Thanks Greetings from Maurizio
Philip Treacy
Hi Maurizio,
Please start a topic on the forum and post your file there so we can see everything you’ve done and we don’t have to recreate the code.
Regards
Phil
Nicola
HI, please, how could use VBA Selenium Basic to manage an existing Chrome webpage? I don’t want vba open a new windows; i’d like that the webpage in Chrome already existing was managed by vba. thank you very much NIcola
Philip Treacy
Hi Nicola,
I’m not sure if that can be done. Doing a web search shows various results that suggest it may be possible with Selenium, but it appears to require the use of another language like Python or Java. I didn’t see anything about Selenium Basic and VBA.
Regards
Phil
Jan
Hi, thank you very much for this working sample !!
Is it possible to change the code in a way it writes the full source-code of a website to the next column in the worksheet?
Thanks in advance.
Philip Treacy
Hi Jan,
When you say full source code, do you mean the HTML for the entire page? If so, then yes. When the website responds you can dump the whole page like this:
Range(“A1”).Value = http.responseText
Regards
Phil
Vincent
Hello! Where is the more complex example using the Inspector built in option?
+++
▶ _What to do_
Write the next part of the forum thread about scraping web pages with VBA, starting after Vincent's question. You won't need the rows for anything here.

Data records
+++
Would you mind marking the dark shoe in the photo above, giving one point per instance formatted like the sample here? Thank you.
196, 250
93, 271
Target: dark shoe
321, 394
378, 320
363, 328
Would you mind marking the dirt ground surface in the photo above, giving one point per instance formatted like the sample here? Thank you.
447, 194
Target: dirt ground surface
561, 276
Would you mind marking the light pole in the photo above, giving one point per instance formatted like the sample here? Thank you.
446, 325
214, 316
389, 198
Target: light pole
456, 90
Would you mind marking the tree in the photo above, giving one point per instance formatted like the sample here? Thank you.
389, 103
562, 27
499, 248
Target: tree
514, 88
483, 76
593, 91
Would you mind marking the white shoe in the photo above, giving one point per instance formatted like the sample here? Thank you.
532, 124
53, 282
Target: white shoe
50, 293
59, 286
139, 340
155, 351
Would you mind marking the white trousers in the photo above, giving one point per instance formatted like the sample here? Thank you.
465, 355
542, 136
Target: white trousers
+++
▶ _Answer to this problem_
I couldn’t find it.
Thank you
Catalin Bombea
Hi Vincent,
At the end of the article, you have 2 more links, see the “More Web Scraping Posts” section.
Cheers,
Catalin
Juraj
Hi, i need to scrap prices from hundreds of URL (same domain). In html is price in tag
The price is 55,00 and i need parce only them from each URL. The text between ” ” is different in each URL. Is it possible to edit your .xlsm file workbook to scraping price?
in tag meta itemProp=”description”
In this tag is price and some other text. I need to parce only price.
Philip Treacy
Hi Juraj,
Yes I imagine this can be done but I’ll need more information.
Please post your question on our forum and supply info like the website you want to get prices from.
Regards
Phil
Ron Bates
I downloaded the example workbook, placed the url in a 24
Went to Developer VBA, Tools/References/
Highlighted Microsoft HTML Object Library, then clicked OK
https://www.myonlinetraininghub.com/
There was no output
Ron Bates
Ok. I missed the Blue Button on Sheet 1 of the downloaded workbook ;(
However the link to your own site https://www.myonlinetraininghub.com returns blanks
Philip Treacy
Hi Ron,
Our firewall may be blocking you. If this is the case, the firewall will issue a response to the VBA code, so as the code is written it will not take that as an error.
You can examine what response you are getting by uncommenting some of the Debug.Print statements I left in the code for exactly this purpose.
Find the code
‘Debug.Print Len(.responseText)
‘Debug.Print .responseText
and remove the ‘ from the start of each line.
Now if you step through the code from the VBA editor (using F8) you can see what the response text is, it’ll be printed to the Immediate window.
This article explains more about debugging vba.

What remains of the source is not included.